Set problem.
In the stretch from the line containing "# Mark the region of the thumb;" through the line containing "regionseg --target=thumb --format='a", swap "thumb" for "index finger". Return only those lines, with everything else left unchanged.

— Start of Data in this exercise —

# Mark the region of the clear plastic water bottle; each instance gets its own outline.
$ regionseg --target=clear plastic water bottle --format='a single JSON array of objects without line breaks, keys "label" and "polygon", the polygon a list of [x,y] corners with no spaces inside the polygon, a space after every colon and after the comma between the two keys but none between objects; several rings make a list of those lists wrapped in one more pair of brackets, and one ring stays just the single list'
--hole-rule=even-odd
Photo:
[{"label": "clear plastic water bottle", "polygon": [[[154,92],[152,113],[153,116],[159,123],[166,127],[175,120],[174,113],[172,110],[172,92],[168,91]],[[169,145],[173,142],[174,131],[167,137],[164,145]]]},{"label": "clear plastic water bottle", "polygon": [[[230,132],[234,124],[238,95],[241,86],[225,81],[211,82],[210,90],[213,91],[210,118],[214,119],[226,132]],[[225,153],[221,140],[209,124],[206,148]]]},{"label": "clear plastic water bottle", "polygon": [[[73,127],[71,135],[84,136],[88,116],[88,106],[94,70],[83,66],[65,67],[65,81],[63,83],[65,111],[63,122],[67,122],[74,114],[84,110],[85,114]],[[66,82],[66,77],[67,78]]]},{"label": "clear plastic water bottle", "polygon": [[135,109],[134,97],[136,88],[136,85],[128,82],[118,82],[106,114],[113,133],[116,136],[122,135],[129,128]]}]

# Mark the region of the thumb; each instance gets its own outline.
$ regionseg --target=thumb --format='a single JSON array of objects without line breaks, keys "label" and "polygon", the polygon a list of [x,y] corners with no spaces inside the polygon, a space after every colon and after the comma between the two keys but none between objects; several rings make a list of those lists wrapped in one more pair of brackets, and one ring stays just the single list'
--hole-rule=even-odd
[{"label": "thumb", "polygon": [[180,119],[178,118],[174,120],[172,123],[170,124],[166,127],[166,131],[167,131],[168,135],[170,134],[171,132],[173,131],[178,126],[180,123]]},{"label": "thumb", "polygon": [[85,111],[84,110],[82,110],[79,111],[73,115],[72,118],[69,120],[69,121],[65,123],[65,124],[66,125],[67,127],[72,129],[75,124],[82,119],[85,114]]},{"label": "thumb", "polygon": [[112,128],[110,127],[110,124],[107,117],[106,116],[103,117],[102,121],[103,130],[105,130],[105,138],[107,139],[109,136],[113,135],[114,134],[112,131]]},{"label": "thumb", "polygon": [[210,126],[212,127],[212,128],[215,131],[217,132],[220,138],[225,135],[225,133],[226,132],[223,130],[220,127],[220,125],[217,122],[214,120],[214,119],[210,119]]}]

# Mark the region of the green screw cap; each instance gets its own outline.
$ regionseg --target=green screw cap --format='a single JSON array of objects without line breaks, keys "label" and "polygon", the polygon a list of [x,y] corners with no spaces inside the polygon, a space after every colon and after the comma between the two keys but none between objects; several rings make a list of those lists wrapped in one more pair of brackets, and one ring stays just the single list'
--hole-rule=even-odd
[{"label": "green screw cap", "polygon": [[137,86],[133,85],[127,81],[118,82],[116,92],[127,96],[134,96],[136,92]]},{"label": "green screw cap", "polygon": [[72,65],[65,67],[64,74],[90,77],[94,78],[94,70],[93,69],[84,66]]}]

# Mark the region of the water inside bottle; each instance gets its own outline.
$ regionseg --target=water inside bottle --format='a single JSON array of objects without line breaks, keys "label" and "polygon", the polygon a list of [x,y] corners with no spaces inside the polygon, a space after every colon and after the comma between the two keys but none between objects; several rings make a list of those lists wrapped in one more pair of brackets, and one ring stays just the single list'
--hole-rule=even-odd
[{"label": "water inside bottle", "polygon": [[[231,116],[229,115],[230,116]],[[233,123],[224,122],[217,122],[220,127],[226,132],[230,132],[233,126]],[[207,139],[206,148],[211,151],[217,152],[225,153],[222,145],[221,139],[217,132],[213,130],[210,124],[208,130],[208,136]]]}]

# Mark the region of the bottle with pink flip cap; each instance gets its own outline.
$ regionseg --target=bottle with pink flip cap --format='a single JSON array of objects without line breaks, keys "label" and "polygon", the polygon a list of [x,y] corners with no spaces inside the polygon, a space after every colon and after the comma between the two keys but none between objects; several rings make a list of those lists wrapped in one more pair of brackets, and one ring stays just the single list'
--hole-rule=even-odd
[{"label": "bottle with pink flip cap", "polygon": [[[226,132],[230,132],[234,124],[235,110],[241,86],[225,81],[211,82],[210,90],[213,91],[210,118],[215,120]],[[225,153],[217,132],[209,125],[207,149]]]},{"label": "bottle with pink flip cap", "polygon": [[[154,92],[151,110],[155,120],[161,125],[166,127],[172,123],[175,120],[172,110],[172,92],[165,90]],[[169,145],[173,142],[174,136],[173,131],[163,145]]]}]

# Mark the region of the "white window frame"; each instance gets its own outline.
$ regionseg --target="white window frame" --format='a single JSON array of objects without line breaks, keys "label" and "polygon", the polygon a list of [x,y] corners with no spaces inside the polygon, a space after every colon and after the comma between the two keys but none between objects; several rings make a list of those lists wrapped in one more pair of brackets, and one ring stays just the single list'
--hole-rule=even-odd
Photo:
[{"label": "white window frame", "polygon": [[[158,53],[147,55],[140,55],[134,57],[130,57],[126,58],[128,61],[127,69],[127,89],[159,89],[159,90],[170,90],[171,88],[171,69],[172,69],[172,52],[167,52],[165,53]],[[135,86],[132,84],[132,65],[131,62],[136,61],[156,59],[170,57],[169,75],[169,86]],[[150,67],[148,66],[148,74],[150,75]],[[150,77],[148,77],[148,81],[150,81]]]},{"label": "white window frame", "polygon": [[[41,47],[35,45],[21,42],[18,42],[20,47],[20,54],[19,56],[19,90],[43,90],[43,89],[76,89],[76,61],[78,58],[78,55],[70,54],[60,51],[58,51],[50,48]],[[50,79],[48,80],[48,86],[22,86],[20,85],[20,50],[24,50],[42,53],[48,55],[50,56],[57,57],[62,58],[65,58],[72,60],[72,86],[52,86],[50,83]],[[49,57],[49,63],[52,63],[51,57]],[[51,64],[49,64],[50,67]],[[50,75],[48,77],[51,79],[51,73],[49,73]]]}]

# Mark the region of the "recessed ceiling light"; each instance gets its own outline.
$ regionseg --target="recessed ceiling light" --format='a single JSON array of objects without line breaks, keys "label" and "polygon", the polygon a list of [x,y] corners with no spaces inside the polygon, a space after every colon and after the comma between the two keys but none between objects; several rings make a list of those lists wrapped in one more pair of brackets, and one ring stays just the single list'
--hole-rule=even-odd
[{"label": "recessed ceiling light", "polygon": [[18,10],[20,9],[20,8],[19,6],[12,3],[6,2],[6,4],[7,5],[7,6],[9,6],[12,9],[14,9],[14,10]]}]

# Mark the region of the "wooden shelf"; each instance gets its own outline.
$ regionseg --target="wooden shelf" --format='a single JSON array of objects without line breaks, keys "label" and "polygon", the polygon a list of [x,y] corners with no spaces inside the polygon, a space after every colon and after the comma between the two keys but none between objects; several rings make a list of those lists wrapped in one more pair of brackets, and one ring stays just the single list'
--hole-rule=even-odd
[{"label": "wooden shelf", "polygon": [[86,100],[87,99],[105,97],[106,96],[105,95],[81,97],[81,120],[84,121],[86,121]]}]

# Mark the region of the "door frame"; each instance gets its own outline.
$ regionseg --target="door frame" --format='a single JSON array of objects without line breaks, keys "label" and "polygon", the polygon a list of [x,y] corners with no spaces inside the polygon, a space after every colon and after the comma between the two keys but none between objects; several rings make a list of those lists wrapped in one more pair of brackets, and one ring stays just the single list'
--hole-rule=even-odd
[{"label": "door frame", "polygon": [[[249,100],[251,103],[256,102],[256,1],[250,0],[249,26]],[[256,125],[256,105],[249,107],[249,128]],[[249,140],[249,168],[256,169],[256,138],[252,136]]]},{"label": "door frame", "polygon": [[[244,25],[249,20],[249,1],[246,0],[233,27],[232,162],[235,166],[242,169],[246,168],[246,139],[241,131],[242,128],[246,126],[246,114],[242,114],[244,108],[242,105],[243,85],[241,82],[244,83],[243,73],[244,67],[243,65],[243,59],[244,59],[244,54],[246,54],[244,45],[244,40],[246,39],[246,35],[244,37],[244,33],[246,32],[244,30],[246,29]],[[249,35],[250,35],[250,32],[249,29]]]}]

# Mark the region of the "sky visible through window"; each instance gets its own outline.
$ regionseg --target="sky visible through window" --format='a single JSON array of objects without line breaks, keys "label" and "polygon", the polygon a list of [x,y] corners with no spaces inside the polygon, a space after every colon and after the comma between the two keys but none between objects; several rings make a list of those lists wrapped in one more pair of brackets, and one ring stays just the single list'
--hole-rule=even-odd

— End of Data in this exercise —
— Start of Data in this exercise —

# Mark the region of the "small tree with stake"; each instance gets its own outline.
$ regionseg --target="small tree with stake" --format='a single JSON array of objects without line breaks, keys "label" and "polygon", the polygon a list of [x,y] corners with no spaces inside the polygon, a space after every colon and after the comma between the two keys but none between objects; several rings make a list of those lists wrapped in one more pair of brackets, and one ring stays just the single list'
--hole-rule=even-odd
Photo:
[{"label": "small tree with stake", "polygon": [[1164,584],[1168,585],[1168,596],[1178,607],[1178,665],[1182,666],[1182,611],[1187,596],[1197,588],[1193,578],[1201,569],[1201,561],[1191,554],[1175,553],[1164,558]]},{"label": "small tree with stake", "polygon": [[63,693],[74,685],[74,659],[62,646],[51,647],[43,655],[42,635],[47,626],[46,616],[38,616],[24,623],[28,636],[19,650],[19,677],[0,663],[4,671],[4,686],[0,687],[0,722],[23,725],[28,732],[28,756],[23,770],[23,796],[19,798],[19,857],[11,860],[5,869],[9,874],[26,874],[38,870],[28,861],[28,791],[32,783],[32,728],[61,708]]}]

— End of Data in this exercise —

Solution for this task.
# Mark the region of the index finger; each instance gets its own outline.
$ regionseg --target=index finger --format='a single JSON array of objects without line breaks, keys "label" and "polygon", the polygon a list of [x,y] corners with no spaces inside the polygon, a space after every colon and after the comma between the two keys but none between objects; several rings make a list of those lists wrapped in one more pair of brackets, and one ring stays just the single list'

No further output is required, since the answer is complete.